Passage
>>>

WASHINGTON IN 1777 TOOK UP HIS WINTER QUARTERS AT VALLEY Forge, to the north of Philadelphia. At the end of every campaign there were many desertions, and he was now reduced to about nine thousand men, of whom another third were to melt away by the spring. Short of clothing and shelter, they shivered and grumbled through the winter months, while in Philadelphia, a score of miles away, nearly twenty thousand well-equipped English troops were quartered in comfort. The social season was at its height, and the numerous Loyalists in the capital made the stay of Howe and his officers pleasing and cheerful. The British made no move to attack the Patriot army. While Washington could not count on provisions for his men even a day in advance, Howe danced and gambled in Philadelphia. As at Long Island, as at White Plains, as at the Brandywine River, he refused to follow up his victory in the field and annihilate his enemy. Unnerved perhaps by the carnage at Bunker Hill, and still hoping for conciliation, he did nothing. Some inkling of his reluctance may have reached the ears of the Government; at any rate, when news of the French alliance with the rebels reached England at the beginning of the New Year his resignation was accepted.

<<<

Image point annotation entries
>>>

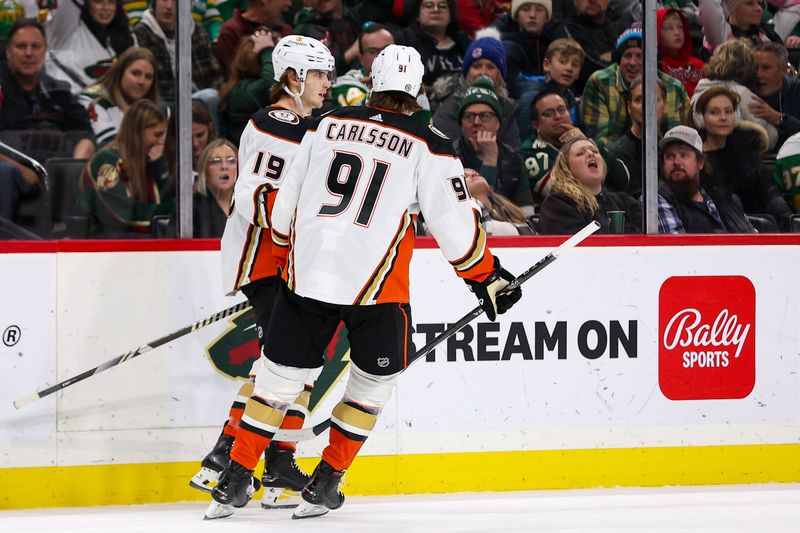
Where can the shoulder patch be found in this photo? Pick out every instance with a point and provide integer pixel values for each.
(284, 115)
(437, 132)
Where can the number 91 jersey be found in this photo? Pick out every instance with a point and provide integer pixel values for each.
(343, 218)
(267, 147)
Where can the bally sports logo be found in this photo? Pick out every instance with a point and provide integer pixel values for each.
(707, 337)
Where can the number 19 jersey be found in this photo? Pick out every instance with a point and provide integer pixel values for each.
(345, 211)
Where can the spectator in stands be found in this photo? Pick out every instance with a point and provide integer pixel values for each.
(218, 167)
(779, 96)
(132, 78)
(787, 171)
(526, 36)
(479, 145)
(597, 31)
(85, 41)
(249, 80)
(436, 36)
(578, 195)
(258, 13)
(499, 215)
(603, 106)
(562, 64)
(32, 100)
(733, 65)
(675, 49)
(734, 148)
(476, 14)
(351, 88)
(685, 205)
(334, 24)
(127, 183)
(628, 148)
(485, 57)
(724, 20)
(553, 126)
(157, 32)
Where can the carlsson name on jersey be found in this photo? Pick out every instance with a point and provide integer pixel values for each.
(369, 134)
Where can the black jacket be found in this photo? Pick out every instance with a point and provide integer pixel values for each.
(738, 168)
(695, 219)
(559, 214)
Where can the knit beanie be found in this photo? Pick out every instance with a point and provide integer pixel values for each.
(546, 4)
(481, 92)
(630, 38)
(487, 45)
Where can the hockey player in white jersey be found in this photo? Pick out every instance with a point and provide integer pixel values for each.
(268, 145)
(342, 227)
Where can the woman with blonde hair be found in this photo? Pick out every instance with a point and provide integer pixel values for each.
(249, 80)
(733, 65)
(578, 196)
(126, 183)
(217, 166)
(132, 78)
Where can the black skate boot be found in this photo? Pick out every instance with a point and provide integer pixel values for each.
(235, 489)
(322, 492)
(281, 475)
(213, 464)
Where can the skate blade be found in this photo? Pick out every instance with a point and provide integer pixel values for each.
(309, 510)
(205, 480)
(278, 498)
(218, 510)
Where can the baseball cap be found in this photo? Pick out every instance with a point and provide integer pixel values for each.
(683, 134)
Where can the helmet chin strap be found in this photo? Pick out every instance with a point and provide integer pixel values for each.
(296, 97)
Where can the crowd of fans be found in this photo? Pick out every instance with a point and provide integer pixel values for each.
(542, 100)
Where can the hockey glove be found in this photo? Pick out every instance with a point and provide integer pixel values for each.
(490, 292)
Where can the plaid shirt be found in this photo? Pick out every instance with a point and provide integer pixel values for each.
(668, 221)
(604, 109)
(206, 72)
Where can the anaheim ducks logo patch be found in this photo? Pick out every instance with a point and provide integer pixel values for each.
(437, 132)
(283, 115)
(107, 177)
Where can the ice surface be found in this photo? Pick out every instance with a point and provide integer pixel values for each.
(773, 508)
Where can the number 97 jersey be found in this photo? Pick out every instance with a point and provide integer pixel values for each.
(268, 145)
(343, 219)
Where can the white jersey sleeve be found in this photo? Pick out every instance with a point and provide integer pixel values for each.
(267, 149)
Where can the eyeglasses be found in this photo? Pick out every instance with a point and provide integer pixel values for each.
(215, 161)
(552, 113)
(483, 116)
(441, 6)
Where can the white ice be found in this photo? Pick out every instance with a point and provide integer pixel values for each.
(773, 508)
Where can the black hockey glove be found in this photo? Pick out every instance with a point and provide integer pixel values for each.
(490, 292)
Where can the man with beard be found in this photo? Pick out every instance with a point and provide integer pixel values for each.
(684, 205)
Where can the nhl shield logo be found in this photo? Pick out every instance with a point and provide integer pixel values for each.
(233, 352)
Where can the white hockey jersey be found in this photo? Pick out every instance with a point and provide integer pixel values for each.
(267, 148)
(344, 215)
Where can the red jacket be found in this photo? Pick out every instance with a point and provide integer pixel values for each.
(683, 67)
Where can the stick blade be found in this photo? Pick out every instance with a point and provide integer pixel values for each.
(22, 402)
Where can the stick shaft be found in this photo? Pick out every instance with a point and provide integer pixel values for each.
(133, 353)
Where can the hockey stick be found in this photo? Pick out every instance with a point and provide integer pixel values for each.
(133, 353)
(311, 432)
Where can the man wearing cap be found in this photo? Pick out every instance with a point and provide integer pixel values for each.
(684, 204)
(480, 114)
(603, 105)
(526, 36)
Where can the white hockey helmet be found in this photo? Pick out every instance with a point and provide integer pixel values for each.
(301, 54)
(397, 68)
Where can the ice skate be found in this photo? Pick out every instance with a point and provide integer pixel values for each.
(235, 489)
(213, 464)
(282, 479)
(322, 493)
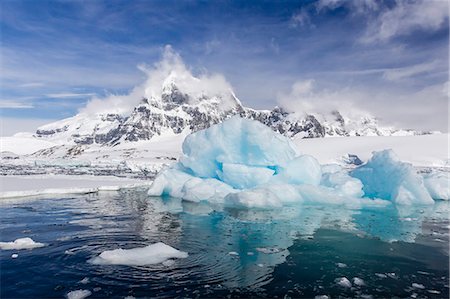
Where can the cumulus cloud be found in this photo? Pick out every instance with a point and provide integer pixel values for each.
(300, 19)
(68, 95)
(397, 74)
(170, 68)
(305, 98)
(407, 16)
(359, 6)
(14, 104)
(426, 109)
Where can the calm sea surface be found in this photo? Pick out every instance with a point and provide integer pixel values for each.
(299, 251)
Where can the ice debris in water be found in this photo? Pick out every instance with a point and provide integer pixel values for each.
(385, 176)
(79, 294)
(22, 243)
(438, 185)
(151, 254)
(242, 162)
(344, 282)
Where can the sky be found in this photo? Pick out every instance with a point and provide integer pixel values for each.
(387, 57)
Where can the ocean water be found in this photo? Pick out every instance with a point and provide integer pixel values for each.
(299, 251)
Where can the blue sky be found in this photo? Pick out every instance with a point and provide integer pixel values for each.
(386, 57)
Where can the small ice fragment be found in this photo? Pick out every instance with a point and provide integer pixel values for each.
(22, 243)
(344, 282)
(358, 281)
(433, 291)
(392, 275)
(151, 254)
(268, 250)
(168, 263)
(418, 286)
(79, 294)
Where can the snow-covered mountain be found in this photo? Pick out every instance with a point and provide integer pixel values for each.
(176, 109)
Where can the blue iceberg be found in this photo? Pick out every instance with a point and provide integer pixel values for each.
(385, 176)
(242, 162)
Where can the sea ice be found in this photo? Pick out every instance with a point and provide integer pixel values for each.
(79, 294)
(385, 176)
(152, 254)
(438, 185)
(22, 243)
(344, 282)
(243, 163)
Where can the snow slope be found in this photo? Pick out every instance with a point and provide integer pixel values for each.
(21, 186)
(23, 145)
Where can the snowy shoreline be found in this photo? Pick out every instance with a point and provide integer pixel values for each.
(36, 185)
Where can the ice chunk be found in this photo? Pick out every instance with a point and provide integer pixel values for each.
(151, 254)
(418, 286)
(79, 294)
(358, 281)
(438, 185)
(243, 163)
(22, 243)
(343, 184)
(344, 282)
(212, 190)
(384, 176)
(243, 177)
(302, 170)
(169, 182)
(235, 141)
(253, 198)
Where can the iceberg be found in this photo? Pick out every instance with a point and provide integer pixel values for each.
(438, 185)
(21, 243)
(385, 176)
(244, 163)
(152, 254)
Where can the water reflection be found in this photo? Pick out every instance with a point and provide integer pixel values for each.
(228, 248)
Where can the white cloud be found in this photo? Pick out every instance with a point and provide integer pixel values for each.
(69, 95)
(300, 19)
(397, 74)
(14, 104)
(171, 67)
(358, 6)
(406, 17)
(426, 109)
(31, 85)
(304, 97)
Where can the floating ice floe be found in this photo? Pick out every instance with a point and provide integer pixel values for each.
(438, 185)
(242, 162)
(22, 243)
(78, 294)
(385, 176)
(152, 254)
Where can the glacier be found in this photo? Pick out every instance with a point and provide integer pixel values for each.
(244, 163)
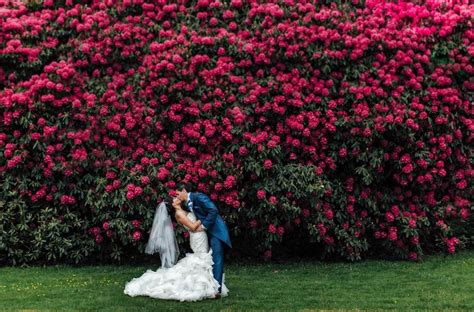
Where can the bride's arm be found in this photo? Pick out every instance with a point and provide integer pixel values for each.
(184, 220)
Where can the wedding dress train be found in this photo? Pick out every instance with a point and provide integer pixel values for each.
(190, 279)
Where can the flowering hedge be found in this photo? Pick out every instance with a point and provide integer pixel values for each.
(346, 125)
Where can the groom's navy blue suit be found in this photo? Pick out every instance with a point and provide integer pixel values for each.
(217, 231)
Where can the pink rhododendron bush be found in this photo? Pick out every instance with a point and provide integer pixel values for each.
(343, 128)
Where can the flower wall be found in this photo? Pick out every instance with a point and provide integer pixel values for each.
(343, 126)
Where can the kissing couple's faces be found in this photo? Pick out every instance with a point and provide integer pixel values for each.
(176, 201)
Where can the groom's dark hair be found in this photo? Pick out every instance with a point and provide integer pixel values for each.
(182, 185)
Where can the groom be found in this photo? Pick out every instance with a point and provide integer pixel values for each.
(206, 211)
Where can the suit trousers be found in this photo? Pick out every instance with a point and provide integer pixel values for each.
(217, 247)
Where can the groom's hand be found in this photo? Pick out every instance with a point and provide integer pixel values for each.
(200, 229)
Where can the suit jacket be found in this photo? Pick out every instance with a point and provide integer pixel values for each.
(206, 211)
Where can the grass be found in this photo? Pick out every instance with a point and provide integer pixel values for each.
(436, 283)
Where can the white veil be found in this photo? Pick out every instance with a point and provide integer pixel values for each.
(162, 238)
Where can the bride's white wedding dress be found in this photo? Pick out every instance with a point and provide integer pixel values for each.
(190, 279)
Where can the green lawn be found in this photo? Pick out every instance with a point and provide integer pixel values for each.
(438, 282)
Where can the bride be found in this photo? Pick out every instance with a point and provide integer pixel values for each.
(190, 279)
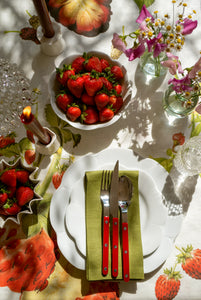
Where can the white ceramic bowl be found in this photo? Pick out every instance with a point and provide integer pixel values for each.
(53, 88)
(27, 209)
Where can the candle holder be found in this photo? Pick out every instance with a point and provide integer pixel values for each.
(52, 46)
(50, 148)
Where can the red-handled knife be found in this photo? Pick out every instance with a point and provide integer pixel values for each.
(114, 207)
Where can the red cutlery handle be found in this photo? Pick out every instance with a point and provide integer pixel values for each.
(106, 232)
(115, 243)
(125, 249)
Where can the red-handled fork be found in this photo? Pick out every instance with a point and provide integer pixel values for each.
(104, 196)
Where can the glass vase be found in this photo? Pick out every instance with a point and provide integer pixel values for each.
(179, 105)
(151, 65)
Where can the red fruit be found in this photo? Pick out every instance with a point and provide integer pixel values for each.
(167, 285)
(73, 113)
(11, 209)
(101, 100)
(191, 261)
(104, 63)
(76, 85)
(106, 114)
(23, 195)
(22, 176)
(9, 177)
(30, 156)
(93, 63)
(92, 85)
(78, 64)
(63, 100)
(117, 72)
(116, 106)
(90, 116)
(88, 100)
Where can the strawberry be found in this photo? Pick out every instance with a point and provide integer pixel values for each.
(78, 64)
(90, 115)
(104, 63)
(167, 285)
(73, 112)
(62, 75)
(93, 63)
(101, 100)
(92, 85)
(9, 177)
(76, 85)
(30, 156)
(191, 261)
(106, 114)
(23, 195)
(88, 100)
(117, 72)
(63, 100)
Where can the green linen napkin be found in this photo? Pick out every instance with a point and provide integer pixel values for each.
(93, 210)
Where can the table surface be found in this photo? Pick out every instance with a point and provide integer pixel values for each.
(143, 128)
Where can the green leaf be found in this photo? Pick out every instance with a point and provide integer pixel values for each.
(140, 3)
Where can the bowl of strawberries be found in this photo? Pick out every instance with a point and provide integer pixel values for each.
(17, 190)
(88, 90)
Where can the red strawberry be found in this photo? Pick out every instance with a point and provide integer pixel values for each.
(104, 63)
(76, 85)
(23, 195)
(191, 261)
(101, 100)
(118, 104)
(73, 113)
(22, 176)
(167, 285)
(30, 156)
(9, 177)
(90, 115)
(117, 72)
(106, 114)
(62, 75)
(78, 64)
(93, 63)
(63, 100)
(89, 100)
(11, 208)
(92, 85)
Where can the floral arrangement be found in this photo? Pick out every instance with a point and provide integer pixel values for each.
(155, 34)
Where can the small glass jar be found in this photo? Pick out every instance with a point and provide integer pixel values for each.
(151, 65)
(179, 105)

<<<

Directives
**a)** Render this sentence from the Valley Forge passage in Spanish: "The British made no move to attack the Patriot army."
**b)** Write the next part of the passage on Washington's winter at Valley Forge, starting right after its final sentence.
The listing above comes from a separate source.

Answer list
**a)** Los británicos no hicieron ningún movimiento para atacar al ejército patriota.

**b)**
Howe’s successor was Sir Henry Clinton, the former commander of New York, who held very different views on the conduct of hostilities. He perceived that European tactics of march and counter-march and the siege and capture of towns and cities would never prevail against an armed and scattered population. The solution, he thought, was to occupy and settle the whole country. He also made a momentous change of strategy. He resolved to abandon the offensive in the North and begin the process of reduction by subduing the South. Here was the bulk of the population and the wealth, and the main repository of such supplies as the Continent could furnish. Here also were many Loyalists. They must be heartened and organised. A new base would be needed, for New York was too far away, and Clinton’s eye rested on Charleston and Savannah. Much could be said for all this, and much might have been achieved if he had been allowed to try it out, but there now appeared a new force which abruptly checked and in time proved deadly to the realisation of these large plans. Savannah was eight hundred miles and fifty days’ march from New York. Hitherto Britain had held command of the sea and could shift her troops by salt water far more speedily than the Patriots could move by land, but all was now changed by the intervention of France and the French Fleet. Sea-power was henceforth to dominate and decide the American struggle for independence, and Clinton soon received a sharp reminder that this was now in dispute.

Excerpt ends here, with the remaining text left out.